══ EXCERPTED DATA ══

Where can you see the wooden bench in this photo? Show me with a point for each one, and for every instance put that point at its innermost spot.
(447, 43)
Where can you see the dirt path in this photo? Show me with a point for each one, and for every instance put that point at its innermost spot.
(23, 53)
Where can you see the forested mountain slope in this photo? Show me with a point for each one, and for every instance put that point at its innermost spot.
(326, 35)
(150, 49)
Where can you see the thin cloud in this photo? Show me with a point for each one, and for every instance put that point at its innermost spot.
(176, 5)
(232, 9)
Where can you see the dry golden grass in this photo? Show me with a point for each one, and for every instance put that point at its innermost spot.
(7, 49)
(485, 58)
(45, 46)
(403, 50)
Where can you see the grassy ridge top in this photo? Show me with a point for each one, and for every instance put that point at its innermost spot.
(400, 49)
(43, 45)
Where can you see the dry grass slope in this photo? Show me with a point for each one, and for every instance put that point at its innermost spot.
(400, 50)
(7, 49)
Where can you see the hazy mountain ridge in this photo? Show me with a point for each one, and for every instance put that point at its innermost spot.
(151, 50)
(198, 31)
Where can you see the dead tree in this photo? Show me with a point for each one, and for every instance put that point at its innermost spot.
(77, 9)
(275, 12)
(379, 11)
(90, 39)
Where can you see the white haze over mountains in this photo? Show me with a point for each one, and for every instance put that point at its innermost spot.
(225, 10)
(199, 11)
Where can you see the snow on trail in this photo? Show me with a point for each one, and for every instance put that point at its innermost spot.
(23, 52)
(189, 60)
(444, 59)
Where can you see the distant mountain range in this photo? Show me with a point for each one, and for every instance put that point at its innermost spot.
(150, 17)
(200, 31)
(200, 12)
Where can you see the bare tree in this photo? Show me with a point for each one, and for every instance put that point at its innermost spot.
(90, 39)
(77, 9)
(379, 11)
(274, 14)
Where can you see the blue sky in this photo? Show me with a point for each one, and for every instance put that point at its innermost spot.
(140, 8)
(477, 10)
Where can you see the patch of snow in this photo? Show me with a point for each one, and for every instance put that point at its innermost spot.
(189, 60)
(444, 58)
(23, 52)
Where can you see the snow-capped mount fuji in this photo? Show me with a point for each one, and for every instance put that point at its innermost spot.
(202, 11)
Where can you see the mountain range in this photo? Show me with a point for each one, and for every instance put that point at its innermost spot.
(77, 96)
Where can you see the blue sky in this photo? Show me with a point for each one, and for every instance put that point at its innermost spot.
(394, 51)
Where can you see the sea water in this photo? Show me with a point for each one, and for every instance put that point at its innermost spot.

═══
══ EXCERPTED DATA ══

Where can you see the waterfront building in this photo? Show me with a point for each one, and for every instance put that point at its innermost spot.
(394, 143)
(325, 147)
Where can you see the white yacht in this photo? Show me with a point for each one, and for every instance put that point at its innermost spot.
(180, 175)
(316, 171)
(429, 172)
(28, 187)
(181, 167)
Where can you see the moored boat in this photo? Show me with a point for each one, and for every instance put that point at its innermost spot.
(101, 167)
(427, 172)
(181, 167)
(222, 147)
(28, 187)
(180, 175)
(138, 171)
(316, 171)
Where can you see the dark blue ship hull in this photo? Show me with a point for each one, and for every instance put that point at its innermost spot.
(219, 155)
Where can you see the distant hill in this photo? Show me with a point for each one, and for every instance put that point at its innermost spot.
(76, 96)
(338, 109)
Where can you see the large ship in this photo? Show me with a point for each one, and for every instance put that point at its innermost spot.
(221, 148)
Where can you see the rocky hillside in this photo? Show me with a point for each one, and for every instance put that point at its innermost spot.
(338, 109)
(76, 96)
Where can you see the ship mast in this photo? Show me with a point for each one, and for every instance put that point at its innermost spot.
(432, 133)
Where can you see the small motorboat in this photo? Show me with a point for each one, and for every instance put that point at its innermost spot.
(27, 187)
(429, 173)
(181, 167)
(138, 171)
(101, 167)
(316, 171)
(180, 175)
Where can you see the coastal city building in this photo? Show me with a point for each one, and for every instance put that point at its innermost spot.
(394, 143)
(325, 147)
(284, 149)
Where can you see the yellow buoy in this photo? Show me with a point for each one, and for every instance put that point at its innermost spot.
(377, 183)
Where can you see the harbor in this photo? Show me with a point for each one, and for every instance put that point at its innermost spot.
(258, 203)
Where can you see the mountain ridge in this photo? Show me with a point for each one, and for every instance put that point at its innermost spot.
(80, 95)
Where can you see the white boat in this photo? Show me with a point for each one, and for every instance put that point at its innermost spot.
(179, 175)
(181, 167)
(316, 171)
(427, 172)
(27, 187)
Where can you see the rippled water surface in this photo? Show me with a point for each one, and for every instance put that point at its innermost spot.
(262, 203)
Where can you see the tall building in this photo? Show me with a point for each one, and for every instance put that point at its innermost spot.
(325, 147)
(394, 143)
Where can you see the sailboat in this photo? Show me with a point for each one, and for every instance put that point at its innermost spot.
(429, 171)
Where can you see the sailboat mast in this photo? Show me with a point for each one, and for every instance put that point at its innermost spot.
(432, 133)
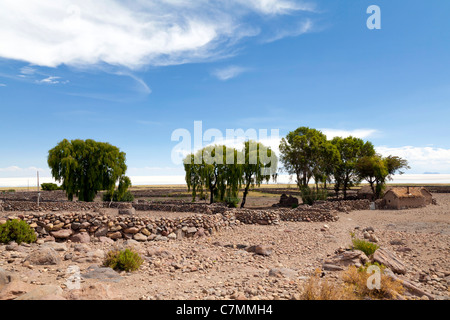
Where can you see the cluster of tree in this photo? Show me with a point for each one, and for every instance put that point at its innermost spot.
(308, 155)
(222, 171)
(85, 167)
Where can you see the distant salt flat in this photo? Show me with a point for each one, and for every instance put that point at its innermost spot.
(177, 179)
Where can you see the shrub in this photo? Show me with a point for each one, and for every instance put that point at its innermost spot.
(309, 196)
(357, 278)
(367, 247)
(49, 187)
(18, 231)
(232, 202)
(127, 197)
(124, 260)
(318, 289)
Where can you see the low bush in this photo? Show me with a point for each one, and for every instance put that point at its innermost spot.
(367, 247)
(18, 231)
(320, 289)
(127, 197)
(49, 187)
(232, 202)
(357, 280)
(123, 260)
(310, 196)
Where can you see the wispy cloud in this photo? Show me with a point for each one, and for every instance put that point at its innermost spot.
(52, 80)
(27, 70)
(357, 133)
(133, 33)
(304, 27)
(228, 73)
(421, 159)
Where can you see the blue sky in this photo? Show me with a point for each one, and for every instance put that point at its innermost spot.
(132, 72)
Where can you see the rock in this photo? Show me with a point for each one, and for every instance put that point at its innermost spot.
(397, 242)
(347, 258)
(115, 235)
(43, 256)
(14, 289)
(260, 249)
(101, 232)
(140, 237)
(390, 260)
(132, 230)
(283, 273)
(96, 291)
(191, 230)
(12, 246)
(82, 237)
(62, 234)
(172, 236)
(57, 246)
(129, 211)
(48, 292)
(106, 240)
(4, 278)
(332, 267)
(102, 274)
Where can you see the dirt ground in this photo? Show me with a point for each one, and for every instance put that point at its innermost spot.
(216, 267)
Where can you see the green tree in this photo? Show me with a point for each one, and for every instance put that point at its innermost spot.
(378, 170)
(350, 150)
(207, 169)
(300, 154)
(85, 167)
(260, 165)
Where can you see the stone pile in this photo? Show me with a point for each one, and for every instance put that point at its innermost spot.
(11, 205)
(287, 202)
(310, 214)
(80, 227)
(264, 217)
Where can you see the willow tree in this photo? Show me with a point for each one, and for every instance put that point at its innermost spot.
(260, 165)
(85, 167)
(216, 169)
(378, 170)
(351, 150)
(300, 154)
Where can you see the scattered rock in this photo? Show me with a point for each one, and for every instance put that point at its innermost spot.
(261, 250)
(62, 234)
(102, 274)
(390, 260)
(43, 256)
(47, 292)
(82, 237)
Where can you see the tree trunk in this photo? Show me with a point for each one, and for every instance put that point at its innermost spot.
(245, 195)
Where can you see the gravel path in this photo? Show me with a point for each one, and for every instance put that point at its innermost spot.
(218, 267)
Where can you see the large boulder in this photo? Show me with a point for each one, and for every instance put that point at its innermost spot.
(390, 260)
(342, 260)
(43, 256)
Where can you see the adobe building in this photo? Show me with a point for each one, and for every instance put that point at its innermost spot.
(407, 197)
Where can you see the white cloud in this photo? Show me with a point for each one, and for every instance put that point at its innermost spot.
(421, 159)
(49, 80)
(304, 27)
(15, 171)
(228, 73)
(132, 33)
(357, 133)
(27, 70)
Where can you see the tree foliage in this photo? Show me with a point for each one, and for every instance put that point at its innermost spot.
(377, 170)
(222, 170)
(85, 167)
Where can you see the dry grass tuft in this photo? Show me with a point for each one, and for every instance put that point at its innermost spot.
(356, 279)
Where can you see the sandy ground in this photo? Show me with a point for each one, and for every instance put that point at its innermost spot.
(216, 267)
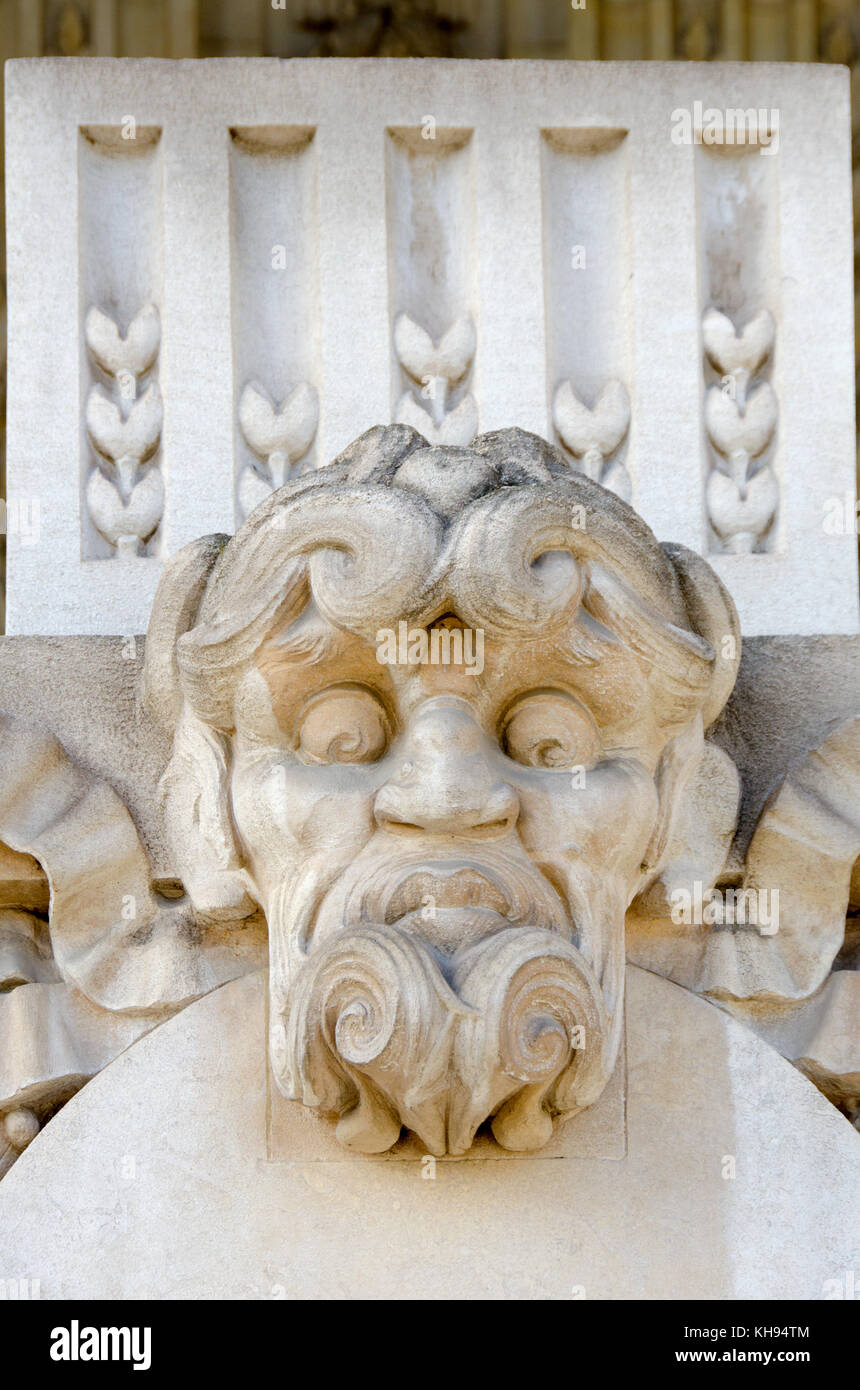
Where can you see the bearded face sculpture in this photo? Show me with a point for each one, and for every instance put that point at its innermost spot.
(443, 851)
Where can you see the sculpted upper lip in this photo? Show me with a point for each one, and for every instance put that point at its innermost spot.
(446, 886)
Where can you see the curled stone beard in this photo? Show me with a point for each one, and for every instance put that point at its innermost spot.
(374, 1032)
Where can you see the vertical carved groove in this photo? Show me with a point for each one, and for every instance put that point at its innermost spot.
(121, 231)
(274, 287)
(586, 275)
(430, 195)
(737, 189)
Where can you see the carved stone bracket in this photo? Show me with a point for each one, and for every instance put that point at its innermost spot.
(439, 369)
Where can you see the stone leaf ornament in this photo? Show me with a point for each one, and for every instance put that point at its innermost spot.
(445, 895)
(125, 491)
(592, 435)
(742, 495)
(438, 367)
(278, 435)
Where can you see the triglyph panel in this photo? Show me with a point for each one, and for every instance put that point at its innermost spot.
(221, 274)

═══
══ EXCERPTED DATA ══

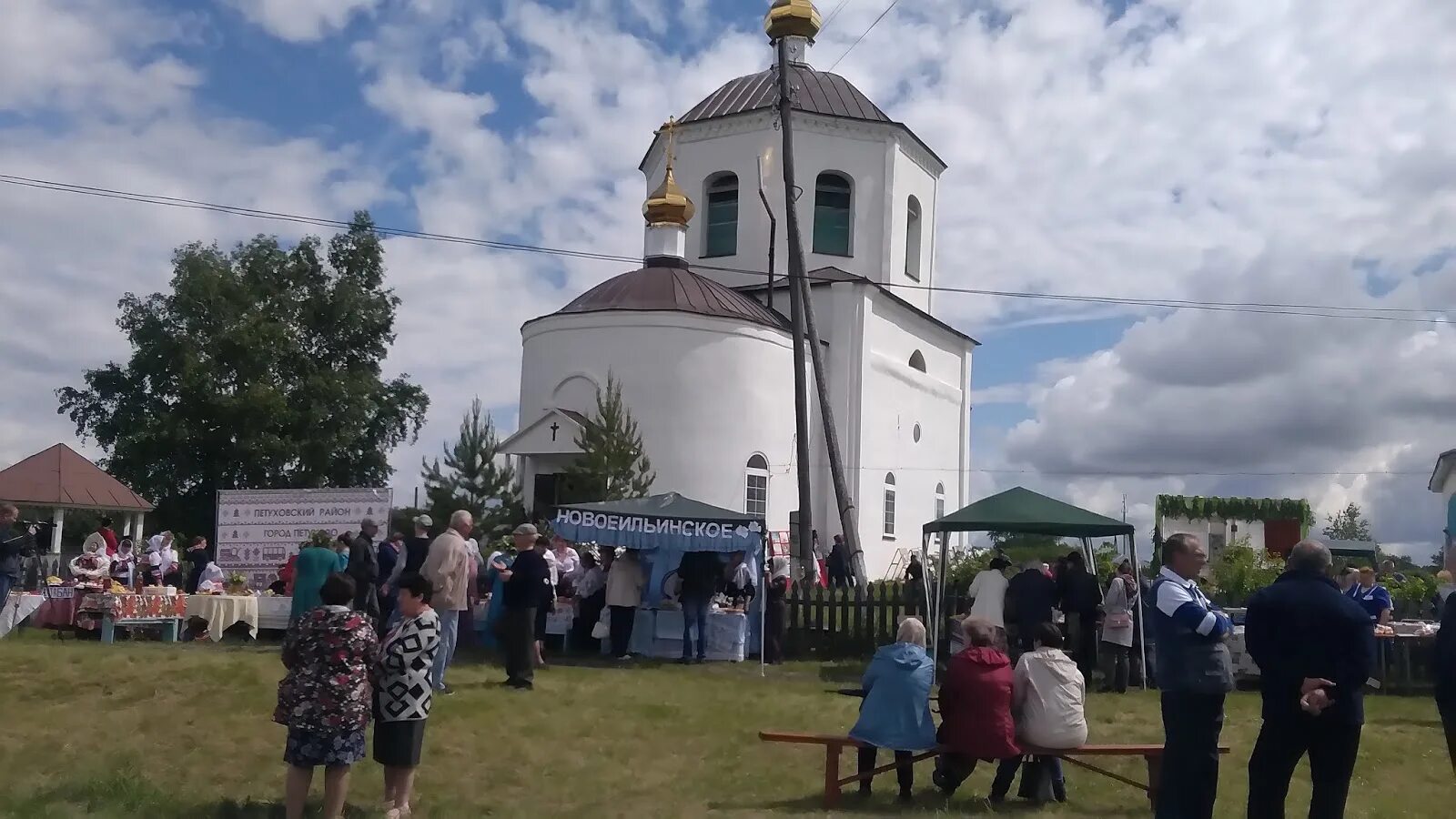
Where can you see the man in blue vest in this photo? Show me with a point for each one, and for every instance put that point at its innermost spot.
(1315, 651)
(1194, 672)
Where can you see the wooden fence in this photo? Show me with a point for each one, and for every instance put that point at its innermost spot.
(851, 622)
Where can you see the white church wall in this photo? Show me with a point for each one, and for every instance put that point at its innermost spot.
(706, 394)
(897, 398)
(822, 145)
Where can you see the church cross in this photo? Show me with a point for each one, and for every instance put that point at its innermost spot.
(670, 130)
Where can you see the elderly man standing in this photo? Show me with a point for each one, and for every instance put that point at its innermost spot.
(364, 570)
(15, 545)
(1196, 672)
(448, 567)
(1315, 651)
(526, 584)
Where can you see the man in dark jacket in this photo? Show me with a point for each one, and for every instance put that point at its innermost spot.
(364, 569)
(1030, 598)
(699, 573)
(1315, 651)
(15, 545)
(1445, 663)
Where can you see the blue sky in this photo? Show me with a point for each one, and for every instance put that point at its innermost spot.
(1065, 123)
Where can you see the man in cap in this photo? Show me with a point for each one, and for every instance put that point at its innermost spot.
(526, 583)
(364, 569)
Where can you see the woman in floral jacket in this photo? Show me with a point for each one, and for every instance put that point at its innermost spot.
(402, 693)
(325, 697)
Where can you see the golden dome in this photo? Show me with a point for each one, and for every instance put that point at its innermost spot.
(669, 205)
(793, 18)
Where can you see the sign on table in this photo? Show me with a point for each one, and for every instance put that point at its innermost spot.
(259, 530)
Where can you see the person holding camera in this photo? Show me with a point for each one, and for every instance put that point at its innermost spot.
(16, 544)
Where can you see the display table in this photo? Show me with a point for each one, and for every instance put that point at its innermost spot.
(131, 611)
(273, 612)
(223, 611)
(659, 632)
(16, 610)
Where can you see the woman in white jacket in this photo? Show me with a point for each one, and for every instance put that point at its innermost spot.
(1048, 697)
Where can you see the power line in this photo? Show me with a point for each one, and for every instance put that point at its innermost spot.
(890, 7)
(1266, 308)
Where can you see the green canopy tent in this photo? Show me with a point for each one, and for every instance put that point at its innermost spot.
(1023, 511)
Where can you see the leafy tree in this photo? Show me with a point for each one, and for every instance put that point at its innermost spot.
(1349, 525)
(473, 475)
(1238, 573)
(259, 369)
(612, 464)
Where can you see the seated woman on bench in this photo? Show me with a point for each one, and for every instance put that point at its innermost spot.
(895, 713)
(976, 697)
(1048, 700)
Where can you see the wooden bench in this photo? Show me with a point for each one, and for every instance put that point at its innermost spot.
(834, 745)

═══

**WHAT THIS TASK INVOLVES**
Please pull out every line of the data above that contains the word "dark", copying each one unchanged.

**RESULT OF THE TASK**
Where can you see the dark blue ship hull in this photo? Show me with a point for each one, and for every instance put that point at its innermost spot.
Where can you see the man in dark jacket in this photo? Show me with a point for each one, and for every instance put that point at its innermost spot.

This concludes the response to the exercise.